**DATA FOR THIS TASK:**

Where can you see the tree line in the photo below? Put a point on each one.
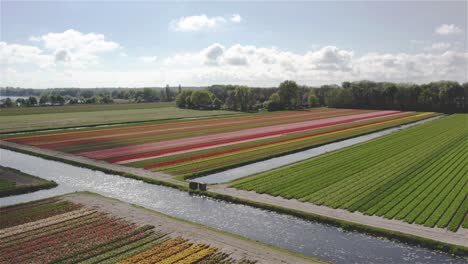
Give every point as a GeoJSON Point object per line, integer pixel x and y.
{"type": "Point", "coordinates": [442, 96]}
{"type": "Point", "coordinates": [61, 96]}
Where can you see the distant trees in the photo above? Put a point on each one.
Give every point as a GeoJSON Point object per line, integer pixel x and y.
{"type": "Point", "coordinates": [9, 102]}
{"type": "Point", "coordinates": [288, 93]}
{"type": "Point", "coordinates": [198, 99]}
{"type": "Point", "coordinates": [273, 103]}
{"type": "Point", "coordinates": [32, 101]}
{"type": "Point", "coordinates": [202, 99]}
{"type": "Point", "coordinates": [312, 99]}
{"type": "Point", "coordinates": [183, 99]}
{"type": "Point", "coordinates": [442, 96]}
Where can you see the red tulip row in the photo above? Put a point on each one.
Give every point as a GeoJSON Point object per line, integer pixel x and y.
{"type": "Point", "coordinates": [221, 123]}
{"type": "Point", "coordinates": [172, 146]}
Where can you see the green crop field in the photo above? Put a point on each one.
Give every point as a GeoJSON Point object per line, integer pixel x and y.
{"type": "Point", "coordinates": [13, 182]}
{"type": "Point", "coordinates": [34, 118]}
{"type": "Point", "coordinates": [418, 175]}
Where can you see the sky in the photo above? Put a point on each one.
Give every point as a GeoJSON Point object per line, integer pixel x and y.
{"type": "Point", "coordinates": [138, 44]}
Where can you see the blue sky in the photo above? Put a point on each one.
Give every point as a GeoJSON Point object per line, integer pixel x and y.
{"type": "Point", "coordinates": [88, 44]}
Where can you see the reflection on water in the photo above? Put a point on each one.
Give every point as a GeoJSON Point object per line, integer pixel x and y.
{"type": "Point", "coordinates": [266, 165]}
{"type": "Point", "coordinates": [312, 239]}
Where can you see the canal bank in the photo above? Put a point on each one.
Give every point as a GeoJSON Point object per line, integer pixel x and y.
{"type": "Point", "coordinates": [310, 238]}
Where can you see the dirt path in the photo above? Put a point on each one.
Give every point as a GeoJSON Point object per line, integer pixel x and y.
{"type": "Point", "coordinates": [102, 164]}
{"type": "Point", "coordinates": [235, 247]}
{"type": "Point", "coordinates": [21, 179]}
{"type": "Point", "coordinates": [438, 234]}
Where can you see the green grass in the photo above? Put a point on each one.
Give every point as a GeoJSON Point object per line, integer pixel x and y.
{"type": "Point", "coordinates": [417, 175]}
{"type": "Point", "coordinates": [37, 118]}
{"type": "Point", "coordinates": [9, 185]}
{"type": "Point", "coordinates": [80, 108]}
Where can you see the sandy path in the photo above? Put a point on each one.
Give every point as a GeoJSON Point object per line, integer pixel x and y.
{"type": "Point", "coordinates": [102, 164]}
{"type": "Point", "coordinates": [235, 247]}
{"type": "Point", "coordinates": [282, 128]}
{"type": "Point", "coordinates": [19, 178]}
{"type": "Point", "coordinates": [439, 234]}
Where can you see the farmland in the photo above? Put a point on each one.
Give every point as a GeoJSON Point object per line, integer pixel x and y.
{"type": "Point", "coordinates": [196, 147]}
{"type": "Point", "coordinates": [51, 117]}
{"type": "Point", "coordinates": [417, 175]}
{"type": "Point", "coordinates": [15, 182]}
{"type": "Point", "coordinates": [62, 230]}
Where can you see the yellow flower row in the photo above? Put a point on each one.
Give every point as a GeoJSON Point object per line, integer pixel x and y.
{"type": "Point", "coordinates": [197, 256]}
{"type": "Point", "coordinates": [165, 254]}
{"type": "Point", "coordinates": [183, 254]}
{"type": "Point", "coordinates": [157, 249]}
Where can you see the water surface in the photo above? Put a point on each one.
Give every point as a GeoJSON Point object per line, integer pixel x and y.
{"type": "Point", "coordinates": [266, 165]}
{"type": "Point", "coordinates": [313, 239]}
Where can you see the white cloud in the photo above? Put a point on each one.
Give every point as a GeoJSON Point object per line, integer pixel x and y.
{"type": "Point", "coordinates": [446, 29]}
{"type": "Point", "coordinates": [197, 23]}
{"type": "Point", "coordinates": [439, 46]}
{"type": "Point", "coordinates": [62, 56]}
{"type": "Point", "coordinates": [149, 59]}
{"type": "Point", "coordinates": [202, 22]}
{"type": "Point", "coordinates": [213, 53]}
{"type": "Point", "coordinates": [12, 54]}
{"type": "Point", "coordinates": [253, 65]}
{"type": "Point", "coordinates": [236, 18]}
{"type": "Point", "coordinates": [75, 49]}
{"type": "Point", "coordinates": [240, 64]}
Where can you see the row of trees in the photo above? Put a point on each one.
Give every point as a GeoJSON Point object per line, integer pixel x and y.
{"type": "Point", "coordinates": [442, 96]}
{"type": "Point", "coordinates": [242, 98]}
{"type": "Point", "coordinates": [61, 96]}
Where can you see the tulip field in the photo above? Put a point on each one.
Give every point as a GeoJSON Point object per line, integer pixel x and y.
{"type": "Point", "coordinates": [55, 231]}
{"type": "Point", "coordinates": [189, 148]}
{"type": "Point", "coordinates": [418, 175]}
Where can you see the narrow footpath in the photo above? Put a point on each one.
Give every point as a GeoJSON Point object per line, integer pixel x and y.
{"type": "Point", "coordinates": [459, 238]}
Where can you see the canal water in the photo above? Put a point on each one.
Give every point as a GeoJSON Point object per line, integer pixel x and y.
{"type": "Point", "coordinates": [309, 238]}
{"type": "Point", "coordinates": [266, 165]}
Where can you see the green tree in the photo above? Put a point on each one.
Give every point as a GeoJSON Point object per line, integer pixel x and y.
...
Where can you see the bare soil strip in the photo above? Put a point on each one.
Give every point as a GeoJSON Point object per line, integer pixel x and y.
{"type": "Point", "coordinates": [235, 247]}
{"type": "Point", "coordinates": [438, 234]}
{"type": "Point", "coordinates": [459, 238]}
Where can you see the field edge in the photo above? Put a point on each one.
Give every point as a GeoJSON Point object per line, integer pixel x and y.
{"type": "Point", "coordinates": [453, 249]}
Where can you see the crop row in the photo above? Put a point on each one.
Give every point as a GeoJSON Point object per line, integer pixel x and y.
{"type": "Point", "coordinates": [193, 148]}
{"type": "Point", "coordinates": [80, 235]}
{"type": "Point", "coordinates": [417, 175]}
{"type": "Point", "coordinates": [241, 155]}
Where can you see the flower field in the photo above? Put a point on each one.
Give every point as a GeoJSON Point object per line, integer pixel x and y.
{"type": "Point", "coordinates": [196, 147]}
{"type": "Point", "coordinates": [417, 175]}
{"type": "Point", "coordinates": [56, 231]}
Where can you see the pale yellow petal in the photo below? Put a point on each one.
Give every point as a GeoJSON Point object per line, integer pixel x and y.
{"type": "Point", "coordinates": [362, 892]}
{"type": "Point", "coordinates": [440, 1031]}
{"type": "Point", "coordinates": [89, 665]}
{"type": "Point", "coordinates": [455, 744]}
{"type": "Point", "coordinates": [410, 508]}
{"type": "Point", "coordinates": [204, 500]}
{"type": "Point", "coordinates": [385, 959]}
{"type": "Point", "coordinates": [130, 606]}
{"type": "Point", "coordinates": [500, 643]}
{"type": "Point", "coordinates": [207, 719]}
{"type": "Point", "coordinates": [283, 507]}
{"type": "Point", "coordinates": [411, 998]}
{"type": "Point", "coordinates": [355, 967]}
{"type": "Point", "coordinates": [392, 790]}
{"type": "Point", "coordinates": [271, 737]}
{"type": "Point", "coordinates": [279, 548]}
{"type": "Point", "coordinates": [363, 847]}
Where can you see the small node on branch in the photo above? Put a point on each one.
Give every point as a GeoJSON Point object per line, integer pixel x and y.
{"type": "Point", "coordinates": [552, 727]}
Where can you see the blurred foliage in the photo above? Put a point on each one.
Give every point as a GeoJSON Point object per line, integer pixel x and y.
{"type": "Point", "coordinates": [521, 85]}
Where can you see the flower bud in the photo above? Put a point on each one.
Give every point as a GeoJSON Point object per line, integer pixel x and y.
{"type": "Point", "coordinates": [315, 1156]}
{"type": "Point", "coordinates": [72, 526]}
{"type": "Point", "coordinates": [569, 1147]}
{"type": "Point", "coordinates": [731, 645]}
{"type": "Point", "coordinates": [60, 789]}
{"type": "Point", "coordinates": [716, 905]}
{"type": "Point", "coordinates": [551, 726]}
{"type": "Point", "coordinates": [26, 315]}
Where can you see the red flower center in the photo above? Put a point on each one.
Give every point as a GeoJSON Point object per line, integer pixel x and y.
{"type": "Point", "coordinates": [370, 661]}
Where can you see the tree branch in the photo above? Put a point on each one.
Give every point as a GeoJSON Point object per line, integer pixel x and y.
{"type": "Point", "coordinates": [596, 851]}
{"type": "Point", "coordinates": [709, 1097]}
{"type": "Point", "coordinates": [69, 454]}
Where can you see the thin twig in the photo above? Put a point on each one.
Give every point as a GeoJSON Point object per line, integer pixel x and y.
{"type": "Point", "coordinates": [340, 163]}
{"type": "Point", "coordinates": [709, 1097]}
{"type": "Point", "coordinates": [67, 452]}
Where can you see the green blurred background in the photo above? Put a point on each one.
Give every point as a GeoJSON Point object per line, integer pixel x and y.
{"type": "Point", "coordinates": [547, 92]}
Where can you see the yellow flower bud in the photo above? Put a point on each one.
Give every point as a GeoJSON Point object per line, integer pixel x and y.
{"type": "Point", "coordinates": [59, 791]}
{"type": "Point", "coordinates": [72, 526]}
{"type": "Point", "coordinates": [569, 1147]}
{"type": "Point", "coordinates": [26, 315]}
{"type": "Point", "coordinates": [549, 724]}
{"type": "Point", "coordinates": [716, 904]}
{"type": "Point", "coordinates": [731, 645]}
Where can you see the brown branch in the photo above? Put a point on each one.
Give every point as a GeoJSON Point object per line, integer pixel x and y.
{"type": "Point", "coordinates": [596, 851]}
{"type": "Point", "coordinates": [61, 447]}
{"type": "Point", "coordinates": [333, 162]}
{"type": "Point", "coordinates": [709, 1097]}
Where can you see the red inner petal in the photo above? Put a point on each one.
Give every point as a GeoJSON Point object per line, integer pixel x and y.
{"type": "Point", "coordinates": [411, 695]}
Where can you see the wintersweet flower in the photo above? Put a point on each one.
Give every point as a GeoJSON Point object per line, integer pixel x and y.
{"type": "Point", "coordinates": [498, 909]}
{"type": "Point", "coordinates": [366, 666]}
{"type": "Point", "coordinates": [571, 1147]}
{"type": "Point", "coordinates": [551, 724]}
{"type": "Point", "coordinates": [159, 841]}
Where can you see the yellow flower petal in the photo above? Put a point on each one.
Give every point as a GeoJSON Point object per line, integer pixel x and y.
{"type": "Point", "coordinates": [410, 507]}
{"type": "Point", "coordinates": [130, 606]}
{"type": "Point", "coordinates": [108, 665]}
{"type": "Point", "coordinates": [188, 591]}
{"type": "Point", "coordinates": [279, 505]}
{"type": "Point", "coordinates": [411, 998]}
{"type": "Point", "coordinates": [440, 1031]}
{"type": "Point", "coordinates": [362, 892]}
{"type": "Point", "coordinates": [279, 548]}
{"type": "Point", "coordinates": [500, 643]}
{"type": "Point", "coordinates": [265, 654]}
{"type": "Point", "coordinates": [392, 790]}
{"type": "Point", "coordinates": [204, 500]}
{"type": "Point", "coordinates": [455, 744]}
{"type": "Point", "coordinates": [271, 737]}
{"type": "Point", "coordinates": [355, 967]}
---
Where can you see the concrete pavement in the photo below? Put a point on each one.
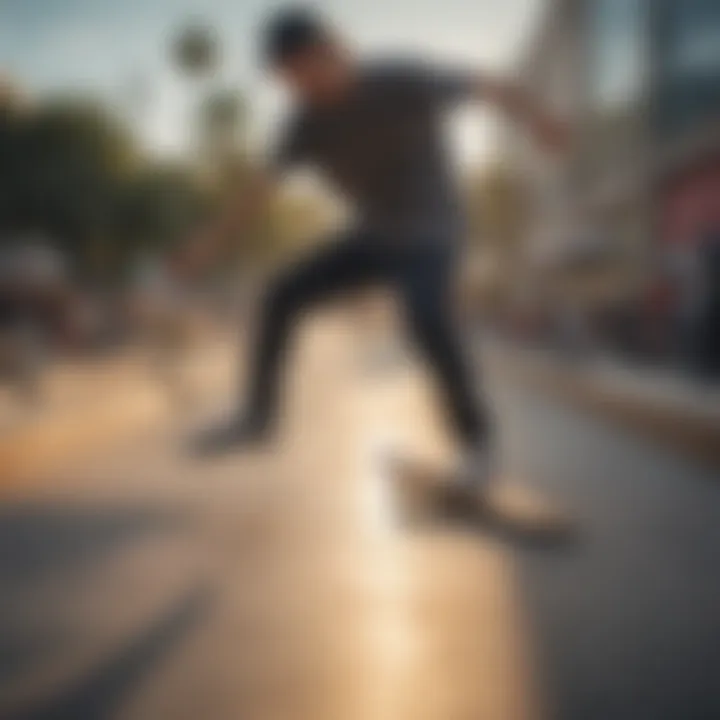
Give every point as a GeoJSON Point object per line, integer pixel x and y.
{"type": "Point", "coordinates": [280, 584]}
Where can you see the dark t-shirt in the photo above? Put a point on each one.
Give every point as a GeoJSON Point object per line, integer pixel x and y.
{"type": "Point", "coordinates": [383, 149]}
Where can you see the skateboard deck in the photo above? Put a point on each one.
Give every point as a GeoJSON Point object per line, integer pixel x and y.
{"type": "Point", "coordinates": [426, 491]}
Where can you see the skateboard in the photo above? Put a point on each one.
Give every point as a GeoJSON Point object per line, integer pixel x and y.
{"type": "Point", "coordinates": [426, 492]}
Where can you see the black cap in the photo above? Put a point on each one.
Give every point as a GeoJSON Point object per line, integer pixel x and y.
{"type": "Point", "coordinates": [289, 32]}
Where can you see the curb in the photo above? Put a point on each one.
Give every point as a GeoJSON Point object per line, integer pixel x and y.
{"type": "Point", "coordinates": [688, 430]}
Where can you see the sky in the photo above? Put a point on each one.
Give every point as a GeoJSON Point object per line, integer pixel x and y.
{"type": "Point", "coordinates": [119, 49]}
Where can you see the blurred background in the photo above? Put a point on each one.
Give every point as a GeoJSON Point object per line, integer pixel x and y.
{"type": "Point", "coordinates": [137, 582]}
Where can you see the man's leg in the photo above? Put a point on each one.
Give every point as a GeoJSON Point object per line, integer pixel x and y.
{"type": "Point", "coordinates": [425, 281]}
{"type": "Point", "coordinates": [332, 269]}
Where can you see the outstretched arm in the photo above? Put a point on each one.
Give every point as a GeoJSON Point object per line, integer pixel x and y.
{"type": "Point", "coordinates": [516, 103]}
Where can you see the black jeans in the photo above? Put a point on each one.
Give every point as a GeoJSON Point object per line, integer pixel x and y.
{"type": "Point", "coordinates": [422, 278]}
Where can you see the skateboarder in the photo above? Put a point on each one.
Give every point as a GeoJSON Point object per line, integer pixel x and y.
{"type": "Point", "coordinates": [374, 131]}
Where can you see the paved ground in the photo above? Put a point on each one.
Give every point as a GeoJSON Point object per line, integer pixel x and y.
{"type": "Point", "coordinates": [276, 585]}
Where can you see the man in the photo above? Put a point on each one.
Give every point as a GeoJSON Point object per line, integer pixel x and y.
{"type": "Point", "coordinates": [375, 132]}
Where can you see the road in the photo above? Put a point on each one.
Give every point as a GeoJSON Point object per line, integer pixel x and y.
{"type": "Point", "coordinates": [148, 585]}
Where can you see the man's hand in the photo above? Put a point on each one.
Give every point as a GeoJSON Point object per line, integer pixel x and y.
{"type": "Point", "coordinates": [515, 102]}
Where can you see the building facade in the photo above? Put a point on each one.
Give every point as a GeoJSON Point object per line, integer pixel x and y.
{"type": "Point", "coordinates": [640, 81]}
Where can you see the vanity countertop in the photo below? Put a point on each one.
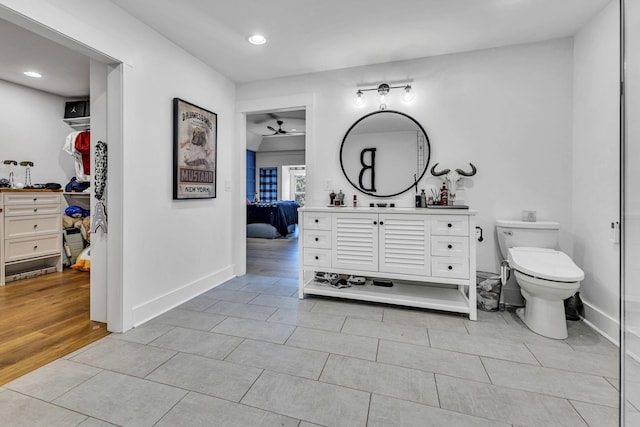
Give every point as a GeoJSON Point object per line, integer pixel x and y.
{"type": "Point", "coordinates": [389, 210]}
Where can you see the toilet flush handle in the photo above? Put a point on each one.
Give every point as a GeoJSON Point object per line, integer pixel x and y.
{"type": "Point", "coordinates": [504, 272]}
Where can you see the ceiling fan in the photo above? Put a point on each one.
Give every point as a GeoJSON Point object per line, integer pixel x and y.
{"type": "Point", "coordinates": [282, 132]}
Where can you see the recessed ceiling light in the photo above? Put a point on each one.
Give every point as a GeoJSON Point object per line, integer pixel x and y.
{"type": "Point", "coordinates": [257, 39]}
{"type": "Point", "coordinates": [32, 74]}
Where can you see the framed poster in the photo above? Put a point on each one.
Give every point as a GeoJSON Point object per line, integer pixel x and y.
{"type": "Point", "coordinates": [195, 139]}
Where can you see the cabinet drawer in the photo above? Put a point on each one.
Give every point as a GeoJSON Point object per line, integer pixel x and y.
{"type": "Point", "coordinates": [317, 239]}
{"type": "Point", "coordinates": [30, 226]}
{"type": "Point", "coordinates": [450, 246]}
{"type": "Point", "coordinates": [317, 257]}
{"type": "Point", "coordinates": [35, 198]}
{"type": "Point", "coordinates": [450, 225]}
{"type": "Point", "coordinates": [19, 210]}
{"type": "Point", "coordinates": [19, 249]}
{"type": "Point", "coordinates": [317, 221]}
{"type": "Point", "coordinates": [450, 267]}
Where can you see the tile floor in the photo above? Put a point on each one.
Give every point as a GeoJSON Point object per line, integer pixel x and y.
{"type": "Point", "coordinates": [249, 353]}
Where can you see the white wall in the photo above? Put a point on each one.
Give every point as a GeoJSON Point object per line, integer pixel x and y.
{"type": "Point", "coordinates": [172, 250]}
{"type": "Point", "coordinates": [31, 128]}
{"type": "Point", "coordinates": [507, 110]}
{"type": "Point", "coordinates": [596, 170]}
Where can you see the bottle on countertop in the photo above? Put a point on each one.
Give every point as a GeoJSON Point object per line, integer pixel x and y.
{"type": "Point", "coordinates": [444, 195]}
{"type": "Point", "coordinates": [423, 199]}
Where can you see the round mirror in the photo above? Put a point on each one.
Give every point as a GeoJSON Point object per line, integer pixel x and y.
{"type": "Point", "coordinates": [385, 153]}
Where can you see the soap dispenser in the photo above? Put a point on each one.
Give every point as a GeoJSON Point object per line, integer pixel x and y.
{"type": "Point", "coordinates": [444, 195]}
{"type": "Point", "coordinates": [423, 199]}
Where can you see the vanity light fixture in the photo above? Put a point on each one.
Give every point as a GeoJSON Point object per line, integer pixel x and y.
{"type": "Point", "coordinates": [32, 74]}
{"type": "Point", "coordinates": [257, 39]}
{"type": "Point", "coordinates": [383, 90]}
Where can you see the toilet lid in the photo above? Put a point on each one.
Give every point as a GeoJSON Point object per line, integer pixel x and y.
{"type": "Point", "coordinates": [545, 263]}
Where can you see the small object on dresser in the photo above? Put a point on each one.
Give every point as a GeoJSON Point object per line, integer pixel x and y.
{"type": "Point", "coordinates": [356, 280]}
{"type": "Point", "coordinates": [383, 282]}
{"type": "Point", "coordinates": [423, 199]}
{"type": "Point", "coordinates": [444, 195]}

**WRITTEN TASK:**
Return every line of the data above that contains the word "white".

**SOLUTION TO THIS TASK:**
Where can you see the white cloud in the photo above? Put a point on each one.
Where can you see the white wall in the photo above? Put a point on each one.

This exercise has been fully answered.